[Detection examples]
════
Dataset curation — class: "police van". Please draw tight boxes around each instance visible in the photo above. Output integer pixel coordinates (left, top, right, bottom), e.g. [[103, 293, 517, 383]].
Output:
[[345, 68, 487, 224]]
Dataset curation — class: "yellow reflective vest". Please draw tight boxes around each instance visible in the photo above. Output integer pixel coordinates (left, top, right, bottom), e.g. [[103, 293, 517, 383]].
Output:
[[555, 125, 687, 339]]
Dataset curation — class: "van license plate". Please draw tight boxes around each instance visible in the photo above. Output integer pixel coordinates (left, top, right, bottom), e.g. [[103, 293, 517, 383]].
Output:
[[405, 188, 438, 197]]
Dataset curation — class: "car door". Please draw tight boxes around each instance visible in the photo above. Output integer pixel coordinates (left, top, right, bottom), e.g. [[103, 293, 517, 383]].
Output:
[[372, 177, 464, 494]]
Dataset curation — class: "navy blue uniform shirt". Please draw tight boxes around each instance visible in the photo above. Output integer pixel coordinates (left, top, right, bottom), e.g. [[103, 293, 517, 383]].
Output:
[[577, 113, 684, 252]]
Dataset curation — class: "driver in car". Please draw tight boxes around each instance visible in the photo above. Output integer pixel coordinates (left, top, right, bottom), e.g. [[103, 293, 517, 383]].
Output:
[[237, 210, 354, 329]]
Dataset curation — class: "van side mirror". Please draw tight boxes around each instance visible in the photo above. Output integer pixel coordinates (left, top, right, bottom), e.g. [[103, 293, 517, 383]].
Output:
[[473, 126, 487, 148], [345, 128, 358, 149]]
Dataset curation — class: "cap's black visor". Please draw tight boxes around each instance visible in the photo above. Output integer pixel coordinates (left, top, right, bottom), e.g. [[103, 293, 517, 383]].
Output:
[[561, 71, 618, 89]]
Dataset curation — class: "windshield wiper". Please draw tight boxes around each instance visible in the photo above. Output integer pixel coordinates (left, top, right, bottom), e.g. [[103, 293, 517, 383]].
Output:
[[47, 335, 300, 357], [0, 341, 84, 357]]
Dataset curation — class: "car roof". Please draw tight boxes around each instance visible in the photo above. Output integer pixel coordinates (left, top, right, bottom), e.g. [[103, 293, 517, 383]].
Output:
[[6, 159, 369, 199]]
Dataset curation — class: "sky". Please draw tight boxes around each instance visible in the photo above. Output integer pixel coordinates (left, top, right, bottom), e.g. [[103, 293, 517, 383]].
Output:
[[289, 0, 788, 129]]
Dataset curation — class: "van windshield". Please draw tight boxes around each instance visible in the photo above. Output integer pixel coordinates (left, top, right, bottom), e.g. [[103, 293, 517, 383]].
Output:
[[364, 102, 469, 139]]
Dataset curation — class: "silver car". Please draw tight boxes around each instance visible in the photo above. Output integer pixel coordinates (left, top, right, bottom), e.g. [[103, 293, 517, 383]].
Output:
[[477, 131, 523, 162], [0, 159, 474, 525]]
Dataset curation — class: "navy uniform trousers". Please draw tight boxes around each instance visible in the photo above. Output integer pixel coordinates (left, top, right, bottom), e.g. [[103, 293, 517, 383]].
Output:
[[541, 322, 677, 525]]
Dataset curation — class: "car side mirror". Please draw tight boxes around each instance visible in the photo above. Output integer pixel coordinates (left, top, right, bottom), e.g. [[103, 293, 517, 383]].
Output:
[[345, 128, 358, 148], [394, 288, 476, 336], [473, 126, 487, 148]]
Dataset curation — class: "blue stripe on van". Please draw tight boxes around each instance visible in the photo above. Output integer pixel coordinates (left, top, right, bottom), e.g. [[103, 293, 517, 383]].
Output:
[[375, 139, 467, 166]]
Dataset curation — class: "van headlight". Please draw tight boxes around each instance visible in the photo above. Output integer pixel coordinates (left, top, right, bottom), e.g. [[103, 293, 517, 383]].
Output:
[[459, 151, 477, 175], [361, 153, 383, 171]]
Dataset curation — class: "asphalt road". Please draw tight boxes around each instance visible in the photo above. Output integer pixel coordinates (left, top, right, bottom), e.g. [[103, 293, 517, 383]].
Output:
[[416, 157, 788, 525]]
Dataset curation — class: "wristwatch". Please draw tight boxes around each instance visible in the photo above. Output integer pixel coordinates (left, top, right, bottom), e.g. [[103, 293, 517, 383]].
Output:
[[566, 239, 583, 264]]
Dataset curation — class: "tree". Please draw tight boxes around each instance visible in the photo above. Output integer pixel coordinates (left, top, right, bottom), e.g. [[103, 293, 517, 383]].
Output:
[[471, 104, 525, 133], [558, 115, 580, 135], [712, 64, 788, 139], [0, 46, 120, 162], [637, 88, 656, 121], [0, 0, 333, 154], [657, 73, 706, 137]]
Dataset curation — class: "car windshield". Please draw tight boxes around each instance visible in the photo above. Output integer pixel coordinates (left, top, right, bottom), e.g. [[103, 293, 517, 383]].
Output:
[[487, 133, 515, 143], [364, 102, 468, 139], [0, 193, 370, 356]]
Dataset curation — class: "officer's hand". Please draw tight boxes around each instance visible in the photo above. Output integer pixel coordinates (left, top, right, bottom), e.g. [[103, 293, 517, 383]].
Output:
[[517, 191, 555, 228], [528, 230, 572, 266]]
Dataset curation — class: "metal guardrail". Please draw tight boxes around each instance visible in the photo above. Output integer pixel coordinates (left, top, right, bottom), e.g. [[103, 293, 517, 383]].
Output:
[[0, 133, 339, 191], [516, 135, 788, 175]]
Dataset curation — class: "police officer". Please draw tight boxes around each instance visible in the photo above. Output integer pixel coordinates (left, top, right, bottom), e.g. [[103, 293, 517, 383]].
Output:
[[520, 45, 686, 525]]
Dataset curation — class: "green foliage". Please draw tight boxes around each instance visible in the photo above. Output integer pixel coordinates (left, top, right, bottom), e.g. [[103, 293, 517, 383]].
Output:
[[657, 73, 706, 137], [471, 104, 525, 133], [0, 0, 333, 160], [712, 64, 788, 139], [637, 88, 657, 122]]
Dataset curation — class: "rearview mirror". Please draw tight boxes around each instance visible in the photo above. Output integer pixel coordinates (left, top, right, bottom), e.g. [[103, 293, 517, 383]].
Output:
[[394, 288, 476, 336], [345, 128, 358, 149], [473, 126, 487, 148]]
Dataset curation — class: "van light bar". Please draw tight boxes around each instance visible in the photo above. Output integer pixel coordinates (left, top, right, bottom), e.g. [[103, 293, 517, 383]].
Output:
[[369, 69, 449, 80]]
════
• Written exercise: Copy every row above word for word, without changing anything.

• Answer to the problem:
Dataset curation — class: "police van". Please draw tight boxes around each instance visible in the photo above. Output integer pixel coordinates (left, top, right, bottom), e.g. [[103, 293, 517, 383]].
Output:
[[345, 68, 487, 224]]
Dataset curation — class: "yellow reflective vest". Please draw tight boxes around each instance visible in the photo above. Output integer pixel coordinates (left, top, right, bottom), e.g. [[103, 293, 517, 383]].
Output:
[[555, 125, 687, 339]]
Dataset curation — class: "van license plate". Please draw tight boxes around each instance visible in the photo above. Output integer pixel coordinates (left, top, right, bottom), e.g. [[103, 293, 517, 383]].
Output:
[[405, 188, 438, 197]]
Dataset curation — class: "car door". Please draw tight boxes around each instance visible in the photo above. Output integer pixel coordinates (left, top, right, bottom), e.g. [[103, 293, 517, 383]].
Output:
[[372, 177, 464, 494]]
Dataset curation — class: "navy blue uniform shirt". Please draw tight boxes around each instance visible in the photo above. Output integer pixel coordinates (left, top, right, bottom), e.g. [[103, 293, 517, 383]].
Output:
[[577, 113, 684, 252]]
Dataset curation — class: "driver in car". Please draw tight boxes around each instance visible in the photo above. Output integer pixel coordinates (left, top, right, bottom), e.g. [[103, 293, 517, 383]].
Output:
[[237, 210, 354, 329]]
Dataset curation — class: "van side mirror". Please draw tight boxes around each instance visible in the photo above. Output integer pixel coordinates (left, top, right, bottom), e.g. [[103, 293, 517, 383]].
Output:
[[473, 126, 487, 148], [345, 128, 358, 149]]
Dataset curation — class: "cap's black visor". Please draw tight boxes around each instance visible in the photo above. Output integer pixel coordinates (left, top, right, bottom), e.g. [[103, 293, 517, 383]].
Output:
[[561, 71, 618, 89]]
Dataset curation — class: "windshield wiper". Please draw tight boxes around each instance visible in the photo above. Output integer pixel coordinates (left, top, right, bottom), e.g. [[103, 293, 517, 383]].
Output:
[[47, 335, 300, 357], [0, 341, 84, 357]]
Dataset curation — class: "car roof". Please draw tight boxes around each instance visible in the photo above. Output integer pixel coordinates (left, top, right, bottom), e.g. [[103, 293, 517, 383]].
Output:
[[6, 159, 369, 199]]
Dataset curation — class: "sky". Please draw tight boxes around each instance visible in the photo above. Output integer pixel coordinates (left, top, right, bottom), e.g. [[103, 293, 517, 383]].
Output:
[[289, 0, 788, 129]]
Dataset curation — class: "van windshield". Please draw tight boxes around each instance visible in the photo above. Output integer pixel coordinates (left, top, right, bottom), e.g. [[103, 293, 517, 383]].
Output:
[[364, 102, 469, 139]]
Dataset curation — class: "silver car". Please draw tight boxes around each instance visible in the photo above. Output integer pixel coordinates (left, top, right, bottom), e.g. [[103, 293, 517, 383]].
Output:
[[477, 131, 523, 162], [0, 159, 474, 525]]
Dataset curation — class: "navy uniform trousers". Please draw tight boxes around each instance visible in the photo above. Output integer pixel coordinates (left, top, right, bottom), e.g. [[103, 293, 517, 383]].
Output:
[[541, 322, 677, 525]]
Dataset curation — class: "car side mirror". Please draw tight boxes around each instance visible in the photo above. Output integer pixel coordinates (left, top, right, bottom), e.g. [[103, 293, 517, 383]].
Output:
[[345, 128, 358, 148], [394, 288, 476, 336], [473, 126, 487, 148]]
Dataset curation — class: "blue stripe on van". Please draw tight boxes around each instance visible in the photo above. Output integer pixel coordinates (left, top, right, bottom), e.g. [[103, 293, 517, 383]].
Output:
[[375, 139, 467, 166]]
Dataset curation — class: "van headlight". Please draw tight boxes around each instance visible in the photo above. Output integer pixel coordinates (left, top, right, bottom), e.g. [[103, 293, 517, 383]].
Output:
[[459, 151, 477, 175], [361, 153, 383, 171]]
Dataset curation — class: "asphalt road". Please draw tight boxes around each instance visible in the photo above. Output integer pixel coordinates (left, top, right, bottom), e.g. [[103, 293, 517, 383]].
Output:
[[416, 157, 788, 525]]
Dataset curation — class: "wristwatch". Please draw tight boxes around each instance visible in the photo above. Output integer pixel coordinates (left, top, right, bottom), e.g. [[103, 293, 517, 383]].
Output:
[[566, 239, 583, 264]]
Dataset curation — class: "tree". Please draw tight boxes around each instance visible in the photo above. Output integer pixel coordinates (left, top, right, bottom), e.g. [[103, 293, 517, 383]].
Output:
[[471, 104, 525, 133], [558, 115, 580, 135], [712, 64, 788, 139], [0, 46, 120, 162], [637, 88, 656, 121], [0, 0, 333, 154], [657, 73, 706, 137]]
Dataset curation — class: "car windshield". Please draw tight boxes around each instance visible in the photo above. Output integer pixel coordinates (left, top, right, bottom), e.g. [[103, 293, 517, 383]].
Output:
[[487, 133, 515, 143], [364, 102, 468, 139], [0, 193, 370, 356]]
Dataset curation — class: "officer's hand". Please draw tight boxes around each instance visible in the photo above. Output integer pixel coordinates (left, top, right, bottom), e.g. [[103, 293, 517, 383]].
Output:
[[517, 191, 555, 228], [528, 230, 572, 266]]
Dataset curation — class: "metal guardrail". Please draw tight boxes around each instance visible in the photo above. Output integer pixel coordinates (left, top, right, bottom), e.g. [[103, 293, 517, 383]].
Output:
[[0, 133, 339, 191], [516, 135, 788, 175]]
Dataset curation — class: "police officer". Please draw tight boxes around each instance visible in the photo above. Output integer pixel coordinates (left, top, right, bottom), e.g. [[103, 293, 517, 383]].
Output:
[[520, 45, 686, 525]]
Dataset curation — class: "green foliage". Please draw tight boxes around each instance visible in the photo above. Output integer pixel coordinates (left, top, right, bottom), e.g. [[103, 293, 517, 383]].
Output:
[[657, 73, 706, 137], [471, 104, 525, 133], [0, 0, 333, 160], [712, 64, 788, 139], [637, 88, 657, 122]]
Dataset curation — class: "rearview mirror". Please draw tight boxes around each instance visible in the photo above. Output integer pixel coordinates (left, top, right, bottom), e.g. [[103, 293, 517, 383]].
Output:
[[394, 288, 476, 336], [345, 128, 358, 149], [473, 126, 487, 148]]
Dataset curation — class: "van light bar". Please draw tight boxes around each instance visible in the photo above. Output integer pixel coordinates (left, top, right, bottom), e.g. [[103, 293, 517, 383]].
Output:
[[369, 69, 449, 80]]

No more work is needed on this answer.